## Exercise requirements
a) According to the passage on early warning signals in freshwater systems, how often do univariate indicators like variance detect approaching transitions in empirical lake datasets?
b) Return the part of the passage on early warning signals in freshwater systems starting at "Lotic (flowing water)" and ending at "2020; O’Brien et al., 2023).", word for word.
c) Write the next part of the passage on early warning signals in freshwater systems, picking up after its final sentence.

EWS performance in freshwater systems is mixed. In empirical lake datasets, univariate indicators like variance succeed in detecting approaching transitions in less than 50% of cases, limited by non-critical shifts (e.g., abrupt stepwise changes) and data preprocessing sensitivities (Karavellas et al., 2020). Multivariate EWS generally perform better, but machine learning approaches such as EWSNet are still challenged by high false positive rates (Karavellas et al., 2020). Controlled experiments and mesocosm studies help bridge theory and application, validating indicators like AR(1) under gradual forcing, though real-world complexity reduces reliability (Ibarra et al., 2022). Notably, rate-induced tipping, where rapid environmental changes outpace bifurcation responses, can still produce detectable signals, with autocorrelation remaining one of the most robust indicators (Boulton et al., 2022).
Lotic (flowing water) systems are less studied compared to lentic (standing water) environments, though paleoecological evidence reveals long-term thresholds. Short-duration modern studies often limit the application of EWS (O’Brien et al., 2023). Trait variability (e.g., plankton size distributions) and spatial pattern metrics emerge as unifying indicators that can improve detection amid multiple interacting stressors (Brett & Rohani, 2020). The rarity of true critical transitions and the influence of compounded anthropogenic pressures underscore the importance of composite EWS, which integrate mechanistic understanding with multiple signals to improve forecasts for management and policy (Karavellas et al., 2020; O’Brien et al., 2023).

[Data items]
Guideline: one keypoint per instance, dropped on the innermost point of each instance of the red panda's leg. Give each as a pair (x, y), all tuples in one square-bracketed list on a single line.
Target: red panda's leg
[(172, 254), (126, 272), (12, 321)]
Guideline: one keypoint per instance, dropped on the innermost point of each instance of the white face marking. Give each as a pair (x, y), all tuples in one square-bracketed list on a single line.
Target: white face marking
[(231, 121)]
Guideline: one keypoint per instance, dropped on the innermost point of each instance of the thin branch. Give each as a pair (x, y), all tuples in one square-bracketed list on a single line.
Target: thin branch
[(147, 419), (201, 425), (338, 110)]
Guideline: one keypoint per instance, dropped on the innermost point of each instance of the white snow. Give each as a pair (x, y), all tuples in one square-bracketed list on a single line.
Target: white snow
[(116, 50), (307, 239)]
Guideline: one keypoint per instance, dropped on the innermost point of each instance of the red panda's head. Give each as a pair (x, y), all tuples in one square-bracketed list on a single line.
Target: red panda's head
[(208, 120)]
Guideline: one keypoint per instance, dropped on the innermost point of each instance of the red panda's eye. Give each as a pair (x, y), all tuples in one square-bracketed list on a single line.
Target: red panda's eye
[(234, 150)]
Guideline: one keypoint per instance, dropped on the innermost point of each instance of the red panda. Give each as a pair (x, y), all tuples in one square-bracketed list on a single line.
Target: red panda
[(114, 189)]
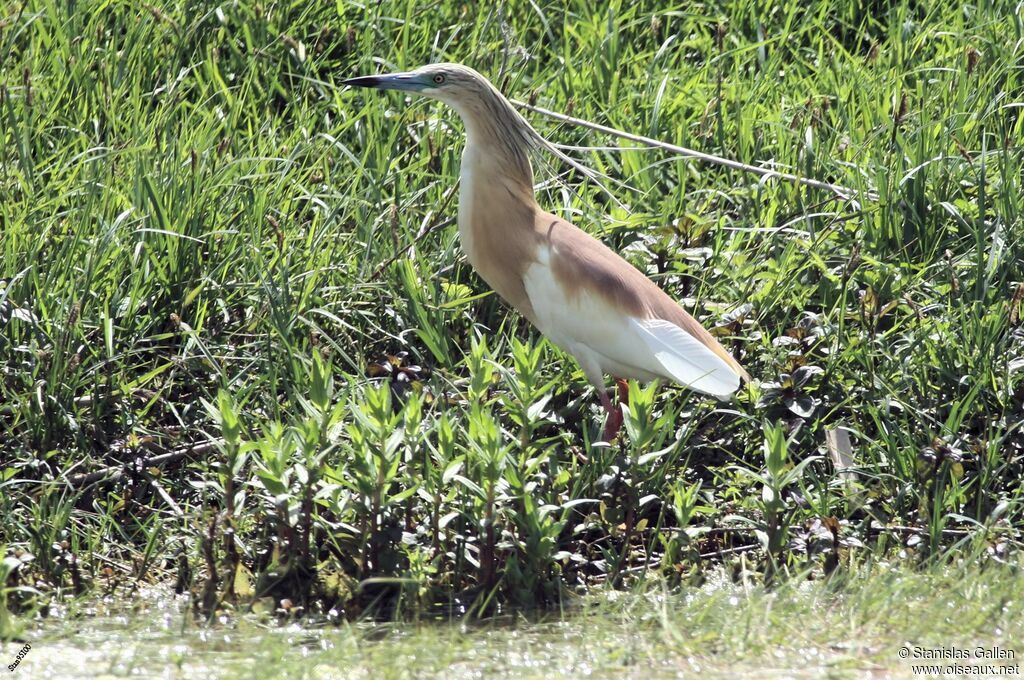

## Responses in order
a) In less than 50% of cases.

b)
Lotic (flowing water) systems are less studied compared to lentic (standing water) environments, though paleoecological evidence reveals long-term thresholds. Short-duration modern studies often limit the application of EWS (O’Brien et al., 2023). Trait variability (e.g., plankton size distributions) and spatial pattern metrics emerge as unifying indicators that can improve detection amid multiple interacting stressors (Brett & Rohani, 2020). The rarity of true critical transitions and the influence of compounded anthropogenic pressures underscore the importance of composite EWS, which integrate mechanistic understanding with multiple signals to improve forecasts for management and policy (Karavellas et al., 2020; O’Brien et al., 2023).

c)
Early warning signals in urban ecosystems
Urban ecosystems, as densely populated and highly engineered human-dominated spaces, integrate both biophysical and socio-economic tipping points. Examples include heatwave-induced health crises, infrastructure failures from extreme flooding, and cascading disruptions in energy or transport systems (Dabrowska et al., 2024). In this context, EWS extend beyond ecological indicators to incorporate social and economic dynamics, such as political polarization, displacement, or financial instability, often triggered or amplified by climate-related stressors (O’Brien et al., 2023).
Negative social tipping processes—such as societal anomie following extreme events or radicalization arising from policy backlash—exhibit early warning behaviors analogous to ecological systems. For instance, increasing autocorrelation in social metrics (e.g., trust or cooperation indices) or contagion patterns across networks can signal approaching instability (O’Brien et al., 2023). These social dynamics often feedback into ecological and planetary systems, creating cascading effects, such as food insecurity leading to local conflicts, which in turn exacerbate environmental pressures (O’Brien et al., 2023).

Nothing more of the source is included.